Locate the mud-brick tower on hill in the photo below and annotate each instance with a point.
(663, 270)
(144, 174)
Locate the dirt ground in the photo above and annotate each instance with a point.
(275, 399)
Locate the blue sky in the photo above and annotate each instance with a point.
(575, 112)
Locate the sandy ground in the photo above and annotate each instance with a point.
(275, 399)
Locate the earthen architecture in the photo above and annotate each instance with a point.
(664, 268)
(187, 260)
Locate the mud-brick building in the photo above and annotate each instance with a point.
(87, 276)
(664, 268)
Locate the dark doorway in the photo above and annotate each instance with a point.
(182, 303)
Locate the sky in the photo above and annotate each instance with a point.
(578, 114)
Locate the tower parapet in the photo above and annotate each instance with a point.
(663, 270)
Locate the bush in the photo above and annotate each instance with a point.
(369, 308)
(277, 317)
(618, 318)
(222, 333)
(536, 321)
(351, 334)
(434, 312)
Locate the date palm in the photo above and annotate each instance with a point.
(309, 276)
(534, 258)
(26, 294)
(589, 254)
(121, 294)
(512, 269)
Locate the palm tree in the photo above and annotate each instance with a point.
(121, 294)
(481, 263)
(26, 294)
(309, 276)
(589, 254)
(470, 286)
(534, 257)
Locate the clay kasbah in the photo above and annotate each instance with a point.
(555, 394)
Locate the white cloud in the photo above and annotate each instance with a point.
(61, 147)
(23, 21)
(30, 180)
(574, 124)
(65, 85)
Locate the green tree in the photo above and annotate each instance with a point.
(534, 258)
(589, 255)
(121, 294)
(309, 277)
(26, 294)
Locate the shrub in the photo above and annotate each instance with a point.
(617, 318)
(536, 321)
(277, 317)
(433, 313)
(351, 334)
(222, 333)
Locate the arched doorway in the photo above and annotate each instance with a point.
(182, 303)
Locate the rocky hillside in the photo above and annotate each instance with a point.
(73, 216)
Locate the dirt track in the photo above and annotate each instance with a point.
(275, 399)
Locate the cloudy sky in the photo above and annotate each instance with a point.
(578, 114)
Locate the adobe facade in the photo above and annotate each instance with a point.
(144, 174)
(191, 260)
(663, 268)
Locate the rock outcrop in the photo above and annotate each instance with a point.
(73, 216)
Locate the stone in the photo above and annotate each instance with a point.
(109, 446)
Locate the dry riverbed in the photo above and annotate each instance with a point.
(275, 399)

═══

__Problem details__. This calls for repeating all of the records, character for character.

__Solution__.
Locate the mud-brick tower on hill in the photo below and annotate each instance with a point.
(663, 270)
(144, 174)
Locate the dirt ground in the photo above and annotate each instance with a point.
(275, 399)
Locate the blue sky in the photo above and annotate each instance with a point.
(575, 112)
Locate the sandy ground in the photo above and annotate each instance with a point.
(275, 399)
Locate the earthen architecture in the photo above and annotate each instance with a point.
(664, 268)
(187, 260)
Locate the mud-brick building in the photo above and annotate each instance with a point.
(87, 276)
(664, 268)
Locate the dark doorway in the photo above and annotate each instance with a point.
(182, 303)
Locate the sky in the photo above and annotate each instance with a point.
(578, 114)
Locate the tower parapet in the photo above and annotate each instance with a point.
(663, 270)
Locate the bush in the photo above and annotate each instance with a point.
(369, 308)
(277, 317)
(618, 318)
(222, 333)
(536, 321)
(351, 334)
(434, 312)
Locate the date palm in the photo above and annotate each instance with a point.
(309, 276)
(534, 258)
(26, 294)
(589, 254)
(121, 294)
(512, 269)
Locate the palm tree in the photo above and annotate each instance with a point.
(121, 294)
(481, 263)
(26, 294)
(309, 276)
(589, 254)
(470, 286)
(534, 257)
Locate the clay kasbah in the photo above and annotate each instance with a point.
(555, 394)
Locate the white cloud in the photo above and annotate each instance with a point.
(61, 147)
(23, 21)
(30, 180)
(574, 124)
(65, 85)
Locate the green tree in the photo above and annotate each instance with a point.
(534, 258)
(589, 255)
(121, 294)
(309, 277)
(26, 294)
Locate the shrub in the photo above and annotate each instance with a point.
(617, 318)
(536, 321)
(277, 317)
(433, 313)
(351, 334)
(222, 333)
Locate the arched doorway in the photo above and annotate each instance with a point.
(182, 303)
Locate the rocky hillside in the photo above and annotate each instance with a point.
(73, 216)
Locate the dirt track in the photo above and annotate each instance with a point.
(275, 399)
Locate the cloudy sky in the photo above and annotate each instance with a point.
(578, 114)
Locate the adobe facade in the photo above and annotate each instance with a point.
(144, 174)
(191, 260)
(663, 268)
Locate the rock outcrop in the photo above and annotate each instance with a point.
(73, 216)
Locate the stone in the photo above and annotate each instance with a point.
(109, 446)
Locate the dry riverbed in the photo above and annotate each instance with a point.
(275, 399)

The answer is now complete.